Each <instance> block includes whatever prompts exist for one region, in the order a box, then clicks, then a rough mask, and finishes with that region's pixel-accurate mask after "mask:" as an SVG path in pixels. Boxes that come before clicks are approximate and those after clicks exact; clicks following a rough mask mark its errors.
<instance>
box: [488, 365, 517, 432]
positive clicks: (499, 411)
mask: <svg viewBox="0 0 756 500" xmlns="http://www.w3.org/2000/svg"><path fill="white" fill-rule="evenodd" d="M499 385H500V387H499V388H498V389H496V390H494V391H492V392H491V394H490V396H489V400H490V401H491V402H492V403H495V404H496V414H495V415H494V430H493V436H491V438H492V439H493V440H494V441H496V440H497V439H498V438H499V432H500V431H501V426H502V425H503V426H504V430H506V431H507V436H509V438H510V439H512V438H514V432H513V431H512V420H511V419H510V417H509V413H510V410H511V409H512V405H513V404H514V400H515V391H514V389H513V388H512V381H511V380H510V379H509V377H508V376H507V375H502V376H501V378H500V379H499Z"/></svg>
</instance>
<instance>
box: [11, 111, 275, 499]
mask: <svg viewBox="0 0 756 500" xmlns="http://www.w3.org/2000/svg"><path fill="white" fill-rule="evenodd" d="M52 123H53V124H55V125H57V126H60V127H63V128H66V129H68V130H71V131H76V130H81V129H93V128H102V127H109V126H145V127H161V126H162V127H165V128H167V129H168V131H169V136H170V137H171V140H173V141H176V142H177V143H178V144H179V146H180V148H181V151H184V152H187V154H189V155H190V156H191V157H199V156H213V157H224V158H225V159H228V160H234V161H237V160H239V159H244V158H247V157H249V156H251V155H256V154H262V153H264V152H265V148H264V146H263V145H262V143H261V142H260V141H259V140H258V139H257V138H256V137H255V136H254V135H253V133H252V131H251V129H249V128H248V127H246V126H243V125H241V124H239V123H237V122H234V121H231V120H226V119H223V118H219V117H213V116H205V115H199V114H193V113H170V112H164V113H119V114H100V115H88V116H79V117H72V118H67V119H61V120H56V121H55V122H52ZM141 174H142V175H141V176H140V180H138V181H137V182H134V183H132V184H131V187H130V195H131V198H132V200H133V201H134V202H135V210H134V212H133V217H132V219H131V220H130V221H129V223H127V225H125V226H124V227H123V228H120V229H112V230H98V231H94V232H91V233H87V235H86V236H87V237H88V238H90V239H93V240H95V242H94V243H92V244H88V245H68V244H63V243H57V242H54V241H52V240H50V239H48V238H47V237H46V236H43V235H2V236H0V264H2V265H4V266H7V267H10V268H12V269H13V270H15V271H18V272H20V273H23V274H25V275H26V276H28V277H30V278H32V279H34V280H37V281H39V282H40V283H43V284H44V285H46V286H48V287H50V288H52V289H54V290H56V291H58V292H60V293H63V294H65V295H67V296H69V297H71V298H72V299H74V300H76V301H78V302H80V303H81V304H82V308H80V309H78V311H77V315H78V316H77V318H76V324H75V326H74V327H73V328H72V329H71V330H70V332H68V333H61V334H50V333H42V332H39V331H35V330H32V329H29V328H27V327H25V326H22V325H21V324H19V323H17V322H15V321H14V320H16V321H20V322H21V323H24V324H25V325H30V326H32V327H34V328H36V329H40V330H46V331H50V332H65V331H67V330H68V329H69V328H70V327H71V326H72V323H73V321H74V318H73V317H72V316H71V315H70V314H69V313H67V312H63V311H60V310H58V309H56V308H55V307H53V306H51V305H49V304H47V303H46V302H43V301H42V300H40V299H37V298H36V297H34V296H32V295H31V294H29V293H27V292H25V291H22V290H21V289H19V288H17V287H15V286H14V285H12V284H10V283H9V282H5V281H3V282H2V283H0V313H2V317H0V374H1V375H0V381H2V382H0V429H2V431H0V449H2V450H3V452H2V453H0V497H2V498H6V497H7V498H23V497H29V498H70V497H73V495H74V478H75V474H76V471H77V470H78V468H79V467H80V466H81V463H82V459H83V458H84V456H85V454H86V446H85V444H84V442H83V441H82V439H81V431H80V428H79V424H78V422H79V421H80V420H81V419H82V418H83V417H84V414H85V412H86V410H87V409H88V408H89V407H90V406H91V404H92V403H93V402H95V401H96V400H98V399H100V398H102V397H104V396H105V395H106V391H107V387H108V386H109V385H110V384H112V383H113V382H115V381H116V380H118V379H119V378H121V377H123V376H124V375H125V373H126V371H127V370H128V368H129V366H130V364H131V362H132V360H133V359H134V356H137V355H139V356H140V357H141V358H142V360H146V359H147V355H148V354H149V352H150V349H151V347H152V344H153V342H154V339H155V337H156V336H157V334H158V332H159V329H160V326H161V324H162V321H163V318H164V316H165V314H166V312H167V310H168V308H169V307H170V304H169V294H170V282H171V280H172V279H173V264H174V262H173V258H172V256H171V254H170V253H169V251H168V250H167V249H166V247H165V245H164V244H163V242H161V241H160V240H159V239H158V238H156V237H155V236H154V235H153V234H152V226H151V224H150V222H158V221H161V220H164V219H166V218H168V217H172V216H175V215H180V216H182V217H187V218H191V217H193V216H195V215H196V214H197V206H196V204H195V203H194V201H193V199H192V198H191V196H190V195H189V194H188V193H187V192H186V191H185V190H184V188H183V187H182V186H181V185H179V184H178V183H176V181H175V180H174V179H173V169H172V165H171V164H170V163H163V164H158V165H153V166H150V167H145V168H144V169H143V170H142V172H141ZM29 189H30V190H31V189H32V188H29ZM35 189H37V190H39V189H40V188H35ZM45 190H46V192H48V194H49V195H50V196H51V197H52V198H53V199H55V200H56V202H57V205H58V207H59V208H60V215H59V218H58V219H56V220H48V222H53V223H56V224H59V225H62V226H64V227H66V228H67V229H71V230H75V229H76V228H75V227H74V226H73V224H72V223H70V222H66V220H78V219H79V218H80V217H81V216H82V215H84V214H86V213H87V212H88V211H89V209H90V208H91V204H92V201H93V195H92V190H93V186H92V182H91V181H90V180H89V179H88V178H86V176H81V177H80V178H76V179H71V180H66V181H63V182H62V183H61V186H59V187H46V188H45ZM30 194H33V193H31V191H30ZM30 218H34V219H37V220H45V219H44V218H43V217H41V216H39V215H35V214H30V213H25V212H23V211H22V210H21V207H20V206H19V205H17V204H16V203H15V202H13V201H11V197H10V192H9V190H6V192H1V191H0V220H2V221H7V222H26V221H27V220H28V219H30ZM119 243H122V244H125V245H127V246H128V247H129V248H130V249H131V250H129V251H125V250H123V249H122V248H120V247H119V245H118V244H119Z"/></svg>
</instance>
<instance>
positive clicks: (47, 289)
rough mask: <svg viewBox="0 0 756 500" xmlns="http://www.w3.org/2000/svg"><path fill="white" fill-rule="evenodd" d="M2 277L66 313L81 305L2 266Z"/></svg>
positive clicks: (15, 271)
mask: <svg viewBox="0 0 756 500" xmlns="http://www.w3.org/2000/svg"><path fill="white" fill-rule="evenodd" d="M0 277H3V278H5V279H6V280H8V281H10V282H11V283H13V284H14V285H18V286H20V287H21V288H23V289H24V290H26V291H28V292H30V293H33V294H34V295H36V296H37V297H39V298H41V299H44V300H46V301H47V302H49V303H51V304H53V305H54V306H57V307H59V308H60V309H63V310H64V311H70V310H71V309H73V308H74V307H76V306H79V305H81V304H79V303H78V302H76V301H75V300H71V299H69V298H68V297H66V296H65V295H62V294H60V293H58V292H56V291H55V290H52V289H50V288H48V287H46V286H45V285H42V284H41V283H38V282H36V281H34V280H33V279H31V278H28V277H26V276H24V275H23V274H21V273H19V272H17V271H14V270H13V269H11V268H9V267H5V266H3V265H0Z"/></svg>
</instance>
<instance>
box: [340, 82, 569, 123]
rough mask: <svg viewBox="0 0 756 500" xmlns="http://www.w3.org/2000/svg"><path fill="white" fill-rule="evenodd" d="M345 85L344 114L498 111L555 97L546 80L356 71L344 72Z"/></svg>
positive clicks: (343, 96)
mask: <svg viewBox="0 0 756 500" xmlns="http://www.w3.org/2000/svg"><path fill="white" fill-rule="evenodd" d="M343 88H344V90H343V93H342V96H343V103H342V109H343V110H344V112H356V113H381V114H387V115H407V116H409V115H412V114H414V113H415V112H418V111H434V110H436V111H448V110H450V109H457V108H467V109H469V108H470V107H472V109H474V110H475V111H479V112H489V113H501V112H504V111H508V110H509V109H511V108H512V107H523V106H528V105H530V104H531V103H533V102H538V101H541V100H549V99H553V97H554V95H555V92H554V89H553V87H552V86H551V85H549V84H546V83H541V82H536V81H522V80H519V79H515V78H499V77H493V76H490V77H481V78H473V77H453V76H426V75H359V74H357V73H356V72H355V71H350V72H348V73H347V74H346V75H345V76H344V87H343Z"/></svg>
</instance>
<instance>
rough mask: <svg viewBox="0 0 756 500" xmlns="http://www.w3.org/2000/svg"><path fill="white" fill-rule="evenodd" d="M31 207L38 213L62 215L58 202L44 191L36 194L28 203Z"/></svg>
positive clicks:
——————
- TASK OBJECTIVE -
The answer should hold only the lines from the start of the records above through the line containing "box: [488, 365, 517, 432]", each set down exactly.

- TASK RESULT -
Each <instance> block includes whatever prompts exist for one region, in the order a box, then clicks, then a rough mask, and finishes with that region's pixel-accurate mask after "mask:" as an SVG path in pixels. Boxes that come before clicks are approximate and those after clicks exact; clicks following a rough mask mark its errors.
<instance>
box: [488, 365, 517, 432]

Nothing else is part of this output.